Apply what you read >>
a) Retype the part of the article on phishing attacks that opens with the words containing "Each of these" and closes with "and basic email.".
b) According to the article on phishing attacks, how much money is the Carbanak operation believed to have stolen, and from how many banks?
c) Decide whether each statement agrees with the article on phishing attacks, and quote the words that decide it: (i) Desert Falcons is believed to have infected only Windows devices. (ii) All three campaigns used phishing as a primary infection tactic. (iii) Equation is believed to have stemmed from the US National Security Agency.

Quoted passage >>
This week's headlines have been security heavy thanks to the influx of news coming from Kaspersky's Security Analyst Summit.
We've seen Kaspersky report everything from a $1bn cyber bank heist operation, to potentially NSA-sponsored and Middle Eastern advanced persistent threats.
Specifically we saw threat research papers on the Carbanak, Equation and Desert Falcons attack campaigns.
Carbanak is a banking-focused cyber operation that is believed to have stolen $1bn from 100 banks in more than 30 regions using specialist attack tools.
Equation is a dangerous hack campaign, believed to have stemmed from the US National Security Agency, that uses a selection of attack tools, including one that can infect the operating systems on hard drives.
Desert Falcons is a Middle Eastern cyber mercenary group that is believed to have infected thousands of Windows and Android devices with over 100 different malware variants.
Each of these campaigns has its own specific implications for security professionals and the industry in general, but there is one unifying factor for me that is the most interesting: all three used phishing as a primary infection tactic.
Phishing, for those who don't know, is an attack that aims to spread malware using infected messages that often masquerade as stemming from a trustworthy source.
The message system used in phishing campaigns can include everything from Facebook posts and instant messages, to tweets and basic email.
The campaigns are sometimes fairly basic and easy to see through, such as the Nigerian prince emails that circulate offering incredible sums of money in return for bank details, while others can include a social engineering element and are made to look like invoices or corporate communications.
The attack strategy may sound simple enough to stop, but for me the trio of threats highlighted by Kaspersky show that most businesses still haven't addressed the phishing threat.
There are likely to be several reasons why phishing still works so well. One of the most common that I hear from talking to industry professionals is that many businesses still assume that security is an out-of-the-box technological issue, not a cultural one.
Despite constant warnings from security providers and government departments, many companies still assume that, if they have basic perimeter defences in place, they have ticked the security box and don't have to worry about cyber attacks, such as phishing. Sadly, this simply isn't the case.
The Carbanak campaign is a particularly good example. Carbanak initially targets victims with spear phishing emails designed to look like legitimate banking communications.

Input data >>
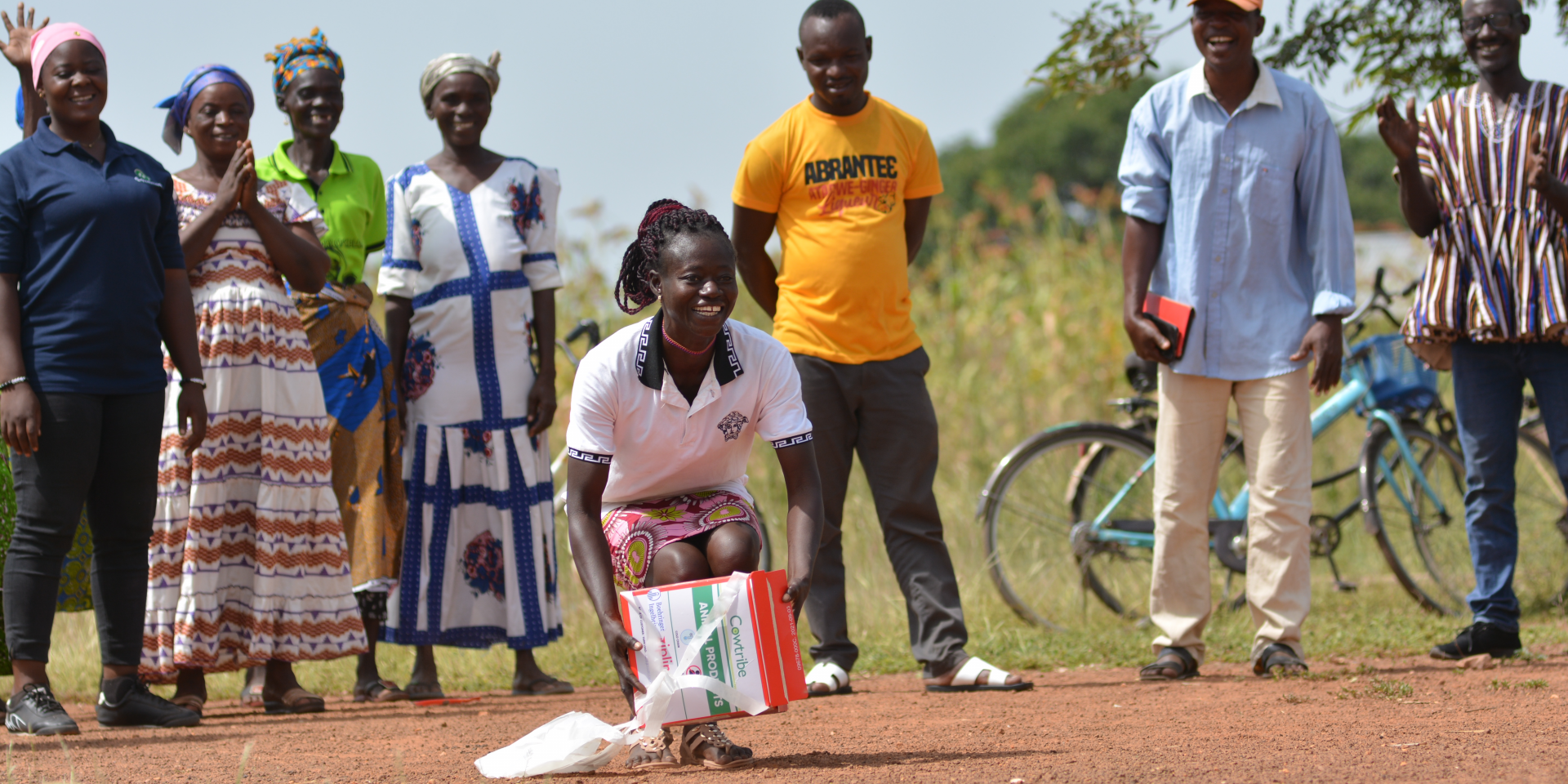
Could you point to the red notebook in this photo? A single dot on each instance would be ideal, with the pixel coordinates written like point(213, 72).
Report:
point(1174, 320)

Problem solutions >>
a)
Each of these campaigns has its own specific implications for security professionals and the industry in general, but there is one unifying factor for me that is the most interesting: all three used phishing as a primary infection tactic.
Phishing, for those who don't know, is an attack that aims to spread malware using infected messages that often masquerade as stemming from a trustworthy source.
The message system used in phishing campaigns can include everything from Facebook posts and instant messages, to tweets and basic email.

b) About $1bn from 100 banks.

c)
(i) No: "infected thousands of Windows and Android devices"
(ii) Yes: "all three used phishing as a primary infection tactic"
(iii) Yes: "believed to have stemmed from the US National Security Agency"